# [Your goal]
Go through the listing and set it down exactly, leaving out its pictures.

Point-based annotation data
▼

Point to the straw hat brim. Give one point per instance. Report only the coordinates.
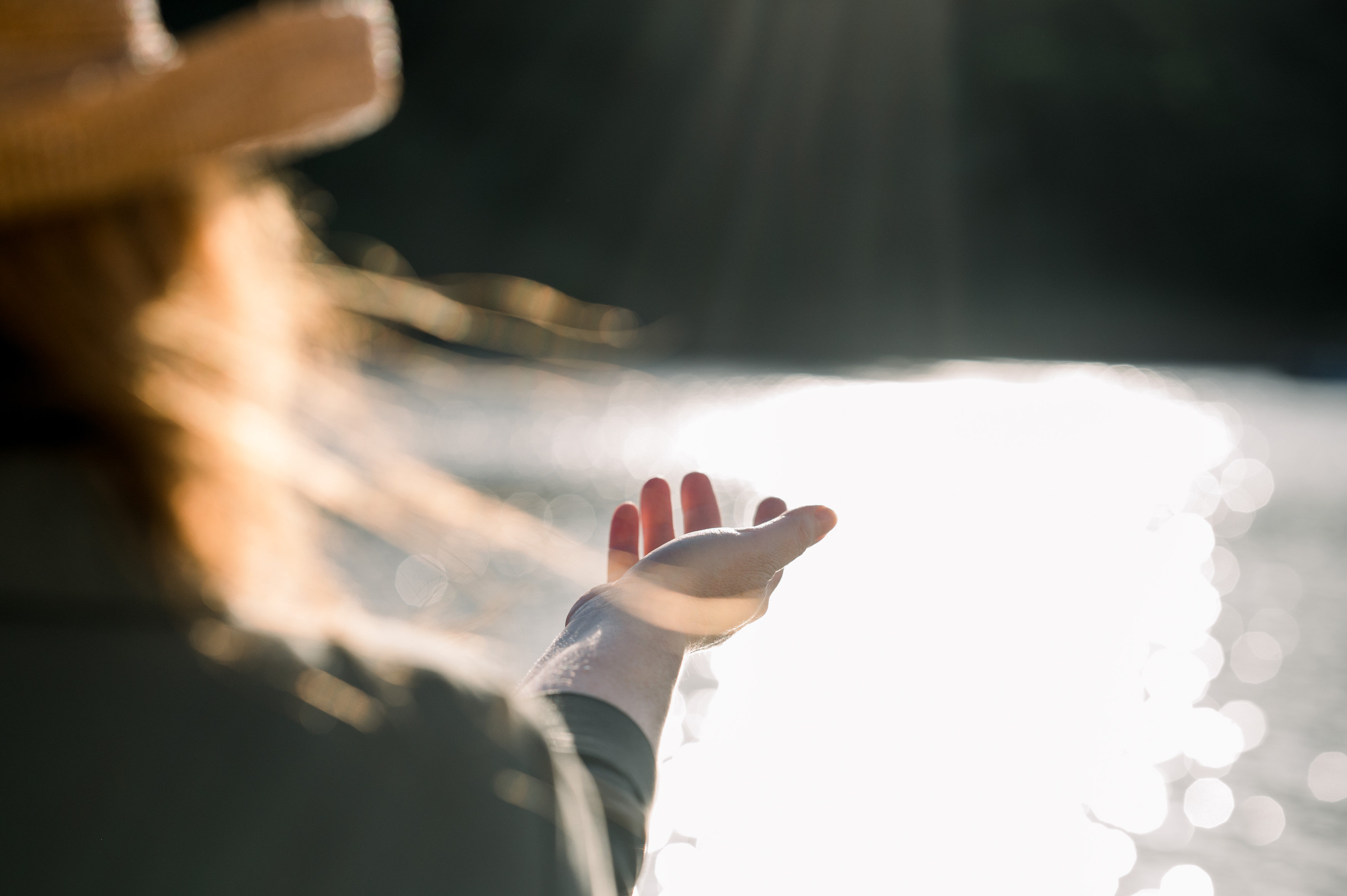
(281, 80)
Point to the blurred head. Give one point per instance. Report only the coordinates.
(155, 316)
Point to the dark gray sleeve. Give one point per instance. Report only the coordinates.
(623, 764)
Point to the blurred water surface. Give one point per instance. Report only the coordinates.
(1077, 632)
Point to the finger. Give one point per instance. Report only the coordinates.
(771, 587)
(657, 514)
(700, 507)
(784, 538)
(624, 541)
(770, 509)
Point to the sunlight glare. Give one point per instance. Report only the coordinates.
(1003, 636)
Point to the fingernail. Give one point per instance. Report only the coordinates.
(826, 519)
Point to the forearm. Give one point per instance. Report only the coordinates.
(613, 657)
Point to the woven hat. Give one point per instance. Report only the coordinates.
(96, 96)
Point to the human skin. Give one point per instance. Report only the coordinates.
(624, 642)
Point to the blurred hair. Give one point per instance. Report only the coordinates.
(162, 337)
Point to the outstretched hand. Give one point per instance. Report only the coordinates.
(624, 642)
(736, 569)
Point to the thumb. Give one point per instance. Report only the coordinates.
(787, 537)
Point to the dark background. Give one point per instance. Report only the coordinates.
(816, 181)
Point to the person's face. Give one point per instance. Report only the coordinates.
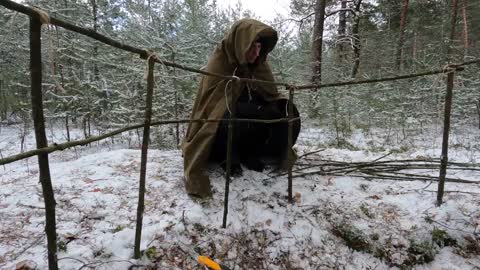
(253, 52)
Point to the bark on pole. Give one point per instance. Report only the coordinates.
(229, 162)
(143, 164)
(290, 144)
(318, 40)
(356, 40)
(465, 29)
(448, 109)
(403, 20)
(41, 139)
(446, 131)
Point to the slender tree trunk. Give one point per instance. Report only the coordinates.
(356, 40)
(177, 125)
(41, 138)
(401, 36)
(478, 111)
(143, 163)
(342, 29)
(318, 40)
(414, 46)
(465, 29)
(448, 109)
(3, 103)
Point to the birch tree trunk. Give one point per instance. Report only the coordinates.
(356, 40)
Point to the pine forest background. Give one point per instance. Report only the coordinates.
(90, 85)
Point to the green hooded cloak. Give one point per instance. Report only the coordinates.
(213, 94)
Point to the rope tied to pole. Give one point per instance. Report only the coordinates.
(42, 15)
(151, 54)
(237, 79)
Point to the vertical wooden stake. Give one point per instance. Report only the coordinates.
(290, 143)
(231, 126)
(446, 131)
(143, 164)
(448, 109)
(41, 138)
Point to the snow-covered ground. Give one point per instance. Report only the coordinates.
(335, 222)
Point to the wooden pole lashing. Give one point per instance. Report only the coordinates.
(41, 139)
(143, 164)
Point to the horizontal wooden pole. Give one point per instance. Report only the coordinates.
(59, 147)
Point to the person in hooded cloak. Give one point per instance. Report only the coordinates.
(242, 53)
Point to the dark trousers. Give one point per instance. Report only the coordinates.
(252, 141)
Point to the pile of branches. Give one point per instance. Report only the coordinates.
(419, 169)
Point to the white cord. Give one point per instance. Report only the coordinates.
(225, 91)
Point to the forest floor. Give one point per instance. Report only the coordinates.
(335, 222)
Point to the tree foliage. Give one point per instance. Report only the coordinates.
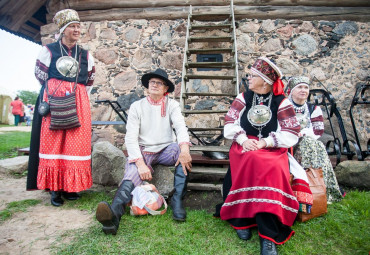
(28, 97)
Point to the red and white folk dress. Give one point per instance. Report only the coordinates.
(65, 155)
(260, 193)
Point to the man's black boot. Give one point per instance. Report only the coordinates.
(56, 198)
(267, 247)
(110, 215)
(180, 183)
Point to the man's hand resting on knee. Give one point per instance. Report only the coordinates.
(184, 158)
(144, 171)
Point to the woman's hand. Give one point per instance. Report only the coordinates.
(185, 159)
(250, 145)
(143, 170)
(261, 144)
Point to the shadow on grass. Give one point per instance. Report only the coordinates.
(344, 230)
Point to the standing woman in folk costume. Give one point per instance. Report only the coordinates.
(60, 160)
(262, 124)
(310, 152)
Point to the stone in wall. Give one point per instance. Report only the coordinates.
(131, 35)
(107, 56)
(142, 59)
(125, 81)
(287, 66)
(305, 45)
(337, 52)
(272, 45)
(171, 60)
(267, 26)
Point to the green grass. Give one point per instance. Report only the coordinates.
(17, 206)
(11, 141)
(344, 230)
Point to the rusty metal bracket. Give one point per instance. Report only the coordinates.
(360, 99)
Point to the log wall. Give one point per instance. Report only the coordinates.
(97, 10)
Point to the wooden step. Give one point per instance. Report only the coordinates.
(189, 94)
(210, 16)
(209, 51)
(210, 148)
(228, 65)
(97, 122)
(209, 77)
(24, 151)
(204, 186)
(216, 171)
(211, 39)
(206, 129)
(210, 27)
(203, 111)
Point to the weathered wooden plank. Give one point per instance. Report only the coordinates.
(303, 12)
(216, 171)
(19, 12)
(210, 148)
(241, 12)
(203, 111)
(198, 158)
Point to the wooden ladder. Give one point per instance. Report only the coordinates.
(209, 33)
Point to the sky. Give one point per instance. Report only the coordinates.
(17, 64)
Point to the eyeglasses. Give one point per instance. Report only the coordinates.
(158, 83)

▲

# [Full output]
Point to the straw hat brim. Give one point per instance. Report only the coordinates.
(281, 80)
Point to the blurred head. Give one point per instance. Report only the coordinates.
(155, 316)
Point to the dark gray sleeve. Give one point per instance. Report only the coordinates.
(623, 764)
Point to the blurred water surface. Give one point per instance. Report only the coordinates.
(1077, 632)
Point to the finger. Give one point per instance. Report only the coordinates.
(771, 587)
(657, 514)
(700, 507)
(784, 538)
(624, 541)
(770, 509)
Point to the sunlight glare. Give one point per instance. Report only the coordinates.
(1003, 636)
Point to the fingernail. Give one point per instance. Report only the coordinates.
(826, 519)
Point to the forearm. Give one point per instance. Report only the coordinates.
(613, 657)
Point to the woven hat. Give one point per instance. Report only the coordinates.
(96, 96)
Point to the human skin. Give one point per instance. Report only the coordinates.
(624, 642)
Point to the blurred hair. Give one point per instance. Report only the coordinates.
(162, 337)
Point to the outstretched hand. Give one point per instance. Report only the coordinates.
(624, 642)
(736, 569)
Point to the thumb. Give one point per instance. Report only the coordinates.
(787, 537)
Point to the dark background. Give one point per instance. Report only the coordinates.
(816, 181)
Point to the person's face. Give one point per instance. Report only the coordinates.
(253, 52)
Point to the bark on pole. Give one point per instance. Report only the coordinates.
(229, 162)
(143, 164)
(290, 144)
(318, 40)
(356, 40)
(465, 29)
(448, 109)
(403, 20)
(41, 139)
(446, 131)
Point to the slender tree trunk. Give one point per instance. Report only the coordinates.
(356, 40)
(177, 125)
(41, 138)
(401, 36)
(478, 111)
(143, 163)
(342, 29)
(318, 40)
(414, 46)
(465, 29)
(448, 109)
(3, 103)
Point to the birch tree trunk. Give one point per instance. Report only the coordinates.
(356, 40)
Point to the pine forest background. Give one point per instance. Report only the coordinates.
(90, 85)
Point to the green hooded cloak. Give one point per instance. Report only the coordinates.
(213, 94)
Point to the rope tied to pole. Give one point per instance. Report only the coordinates.
(42, 15)
(151, 54)
(237, 79)
Point to the vertical wooden stake. Give one point per instance. Report only the coordinates.
(290, 143)
(231, 126)
(446, 131)
(143, 164)
(448, 109)
(41, 138)
Point to the snow-covered ground. Give one point per instance. Report only the coordinates.
(335, 222)
Point to the wooden pole lashing. Give one point per instance. Report only the coordinates.
(41, 139)
(143, 164)
Point to the horizontal wooden pole. Give one point per instance. Report only the coordinates.
(59, 147)
Point to the person in hooded cloak. Give one point per instance. Report only the coordinates.
(242, 53)
Point to the dark trousers. Give one point per instance. Report only the coordinates.
(252, 141)
Point to the pile of branches. Give one point per instance. Report only the coordinates.
(419, 169)
Point to the white cord. Give one point per instance. Report only the coordinates.
(225, 91)
Point to the forest floor. Give one point per instance. Report only the coordinates.
(335, 222)
Point to the tree foliage. Give one point per instance. Report only the coordinates.
(28, 97)
Point to the red and white folk dress. Give one point per instance. Report only the coordinates.
(65, 155)
(260, 193)
Point to the man's black boot. Give one point per instance. Report only the coordinates.
(56, 198)
(267, 247)
(110, 215)
(180, 183)
Point to the man's hand resting on knee. Give one point per instance. Report only the coordinates.
(184, 158)
(144, 171)
Point to the woman's hand. Give one point per instance. Report only the coordinates.
(185, 159)
(250, 145)
(143, 170)
(261, 144)
Point to the shadow on grass. Give one point per instance. Report only the coordinates.
(344, 230)
Point to the standing woman in folk costume. Give one point per instance. Report only the coordinates.
(60, 160)
(262, 124)
(310, 152)
Point to the stone in wall. Give one point per instance. Report only the coordinates.
(131, 35)
(107, 56)
(142, 59)
(125, 81)
(287, 66)
(305, 45)
(337, 52)
(272, 45)
(171, 60)
(267, 26)
Point to the green grass. Give one point per instance. Report only the coordinates.
(17, 206)
(11, 141)
(344, 230)
Point to the rusty metal bracket. Give one point per instance. Report only the coordinates.
(360, 99)
Point to the log wall. Give one point per instance. Report only the coordinates.
(97, 10)
Point to the wooden step. Give one point per instance. Report only the coordinates.
(189, 94)
(210, 16)
(209, 51)
(210, 148)
(228, 65)
(97, 122)
(209, 77)
(24, 151)
(204, 186)
(216, 171)
(211, 39)
(206, 129)
(210, 27)
(203, 111)
Point to the weathered wooden plank. Give one point per instance. Report only the coordinates.
(303, 12)
(216, 171)
(19, 12)
(210, 148)
(241, 12)
(203, 111)
(198, 158)
Point to the wooden ladder. Give one point per instance. Report only the coordinates.
(209, 33)
Point to the sky. Give one point per instance. Report only the coordinates.
(17, 64)
Point to the eyeglasses. Give one point per instance. Report only the coordinates.
(158, 83)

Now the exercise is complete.